To be done ::
1 – Copy everything in the essay on online politics from "I left that" down to "about social media.".
2 – According to the essay on online politics, in what county and country was the small town whose politics page the writer joined?
3 – Translate this sentence from the essay on online politics into Spanish: "That fellowship is the best thing about social media."

— Begin Source extract —

Roughly ten years ago I was invited onto a tiny local politics discussion page. I was already using Facebook (offered in the manner of someone saying ‘I’d tried a little weed before I moved onto crack) and making some political comments here and there, but not very many.
I was politically engaged and had strong views (on just about everything) but I wasn’t devoting a huge amount of time to it. And I didn’t really think that would change-I’d never gone on marches, I’d laughed at student politics when I was in that environment, and what I joined was essentially a group of perhaps 300 people online, only 10-20 of whom commented regularly. It was the politics site of a very small backwater town in Essex, England, not the Oxford Union debating society.
I left that local politics group years ago, but not before I managed to get threatened with violence for my views, told that I would be ‘run out of town’, had Antifa members trawl through my social media and put slogans on pictures of me, and get called a ‘threat to democracy’ years before Donald Trump did.
Since then, I must have agreed or argued with thousands of people through social media. I’ve written two essentially political books, a third that is yet unpublished, and devoted far too much time, perhaps, to arguing with strangers I will never, ever meet. I can’t say it’s been wasted time, since I’ve actually gone on to personally meet some of the people I’ve agreed with the most and form what I consider real friendships even with some I’ve never seen in person. That fellowship is the best thing about social media.
But that’s not what I want to talk about. I want to talk about the thing that surprised me most about this modern form of false community and online second life, especially the parts of it devoted to politics. The thing that surprised me most, the thing that I never expected to end up talking about and losing and making friends over, was the Jew hatred.

— End Source extract —
— Begin Extracted information —

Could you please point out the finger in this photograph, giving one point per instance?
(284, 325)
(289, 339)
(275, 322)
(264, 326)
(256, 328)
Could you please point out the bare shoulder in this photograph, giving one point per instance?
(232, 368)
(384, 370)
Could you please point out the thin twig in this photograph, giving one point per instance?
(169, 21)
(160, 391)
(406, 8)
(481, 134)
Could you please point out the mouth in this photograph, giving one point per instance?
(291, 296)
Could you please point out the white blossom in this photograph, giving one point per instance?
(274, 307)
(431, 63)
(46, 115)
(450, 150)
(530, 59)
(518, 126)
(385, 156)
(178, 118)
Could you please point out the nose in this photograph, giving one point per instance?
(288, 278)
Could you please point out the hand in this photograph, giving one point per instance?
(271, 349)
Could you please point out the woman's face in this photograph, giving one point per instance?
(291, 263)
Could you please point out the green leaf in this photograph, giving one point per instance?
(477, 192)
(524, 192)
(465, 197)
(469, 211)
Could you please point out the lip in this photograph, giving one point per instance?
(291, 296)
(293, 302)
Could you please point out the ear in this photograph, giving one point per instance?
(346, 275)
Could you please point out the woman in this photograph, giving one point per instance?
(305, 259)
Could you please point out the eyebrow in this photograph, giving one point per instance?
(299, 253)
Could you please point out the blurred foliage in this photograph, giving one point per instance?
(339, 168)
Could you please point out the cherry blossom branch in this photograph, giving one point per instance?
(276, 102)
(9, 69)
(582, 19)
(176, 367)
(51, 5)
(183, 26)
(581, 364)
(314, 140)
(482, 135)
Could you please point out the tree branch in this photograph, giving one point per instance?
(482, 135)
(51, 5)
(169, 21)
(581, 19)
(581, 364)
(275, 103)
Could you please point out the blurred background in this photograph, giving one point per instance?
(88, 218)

— End Extracted information —

Outputs for the tasks ::
1 –
I left that local politics group years ago, but not before I managed to get threatened with violence for my views, told that I would be ‘run out of town’, had Antifa members trawl through my social media and put slogans on pictures of me, and get called a ‘threat to democracy’ years before Donald Trump did.
Since then, I must have agreed or argued with thousands of people through social media. I’ve written two essentially political books, a third that is yet unpublished, and devoted far too much time, perhaps, to arguing with strangers I will never, ever meet. I can’t say it’s been wasted time, since I’ve actually gone on to personally meet some of the people I’ve agreed with the most and form what I consider real friendships even with some I’ve never seen in person. That fellowship is the best thing about social media.

2 – Essex, England.

3 – Esa camaradería es lo mejor de las redes sociales.